Fragmento del documento:
________________________
Thursday 28 de March, 2024

BLOGS | 08-04-2013 02:05

Zarina indie

Regina Spektor, música alternativa con aires de perestroika.

Hablemos de Regina Spektor. Música para minitas. Uno de esos shows a los que uno va cargado de prejuicios. Y, sin embargo, sale satisfecho.

Ante todo, Regina -ya entramos en confianza, en cualquier momento le empezamos a decir Regie- es muy muy muy muy rusa. Los que hayan tenido el placer y la desgracias de compartir algún tiempo con este pueblo maravilloso y atorrante sabrán lo que quiero decir. Anna Kournikova no es la típica rusa. La moscovita de manual es Regina Spektor: ancha de espalda y de caderas, tetona (cuando envejezca, esas tetas chocarán con su panza), con la cara redonda, la nariz chata y la sonrisa amplia a flor de esa piel fantasmalmente blanca. De lejos parece completamente encantadora. De cerca y enojada, si es como todos sus compatriotas, debe ser peligrosísima.

El telonero del show fue Jack Dishel, su marido. Aburrido y anacrónico, Dishel es una clara demostración de que el talento no es una enfermedad de transmisión sexual. Verlos juntos deja una cierta sensación de ley del embudo musical.
________________________
Datos mostrados:
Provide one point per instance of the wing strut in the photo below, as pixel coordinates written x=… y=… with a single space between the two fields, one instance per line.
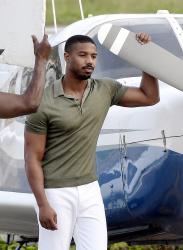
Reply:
x=81 y=9
x=54 y=16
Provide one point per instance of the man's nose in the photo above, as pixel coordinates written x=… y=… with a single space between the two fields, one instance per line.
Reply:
x=89 y=60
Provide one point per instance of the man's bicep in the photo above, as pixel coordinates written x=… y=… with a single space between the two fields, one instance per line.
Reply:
x=34 y=145
x=11 y=105
x=134 y=97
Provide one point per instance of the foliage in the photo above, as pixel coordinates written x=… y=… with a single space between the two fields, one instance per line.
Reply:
x=68 y=11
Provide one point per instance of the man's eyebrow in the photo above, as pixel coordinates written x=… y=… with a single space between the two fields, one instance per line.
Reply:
x=82 y=51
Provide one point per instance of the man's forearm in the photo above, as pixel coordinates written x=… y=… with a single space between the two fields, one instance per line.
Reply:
x=150 y=87
x=33 y=94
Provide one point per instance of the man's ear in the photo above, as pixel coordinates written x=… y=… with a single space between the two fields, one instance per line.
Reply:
x=66 y=56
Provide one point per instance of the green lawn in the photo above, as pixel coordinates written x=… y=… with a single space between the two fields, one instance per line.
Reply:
x=68 y=11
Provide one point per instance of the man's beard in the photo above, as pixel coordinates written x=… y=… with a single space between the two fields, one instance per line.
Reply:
x=84 y=77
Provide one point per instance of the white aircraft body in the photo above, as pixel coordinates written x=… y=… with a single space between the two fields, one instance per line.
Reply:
x=139 y=158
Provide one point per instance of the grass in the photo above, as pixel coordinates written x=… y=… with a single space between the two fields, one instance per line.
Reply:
x=68 y=11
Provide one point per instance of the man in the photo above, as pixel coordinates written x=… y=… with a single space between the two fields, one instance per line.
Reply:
x=60 y=144
x=12 y=105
________________________
Tu consigna: Continúa la reseña del concierto de Regina Spektor a partir de su última oración. Las líneas no tienen ninguna relación con la reseña.

Respuesta del ejercicio:
Ah, porque, sí, Regina Spektor es indudablemente talentosa. Sobre el piano es eficiente, pero lo que destaca es la performance vocal. Se nota que disfruta de lo que hace, que arriba del escenario la está pasando bien, y transmite eso. Enfundada en un vestidito brillante y unos zapatotes ¿de hombre?, es una nena grande disfrazada de princesa, una zarina indie que -sin embargo- suena mucho más mainstream de lo que sus fans se atreverían a admitir.

El repertorio es ecléctico, pero no tanto, y todo tiene su sello personal, incluyendo esa manía de dejar sus canciones "inconclusas". Sí, la mayoría de los temas de Regina Spektor tienen buenas premisas y algunos fraseos que se pegotean en el patio de atrás del subconsciente. Pero finales, lo que se dice finales, no hay. Muchas de sus canciones parecen terminar abandonadas por el aburrimiento de sus propios ejecutantes.

La banda que la acompaña tiene una formación algo inusual: piano, batería, teclados y violoncello. El baterista es simplemente extraordinario, contrastando con el tecladista, que parece haber dormido la siesta gran parte del show y ser una pieza bastante prescindible del set.

Una curiosidad con respecto al uso del cello: A falta de bajo eléctrico (o contrabajo, o tuba, o cualquier cosa que cubra el rango dinámico de los sonidos graves) el cellista prescinde del arco y pulsa las cuerdas, cubriendo esa vacante. Pero, cuando necesita recurrir al arco para armar colchones, el hueco de los bajos lo cubre la mano izquierda de Spektor, martillando sobre el piano. El que no está atento escuchará una línea de bajo constante. Pero prestando atención, la alternancia entre los dos instrumentos resulta exquisita.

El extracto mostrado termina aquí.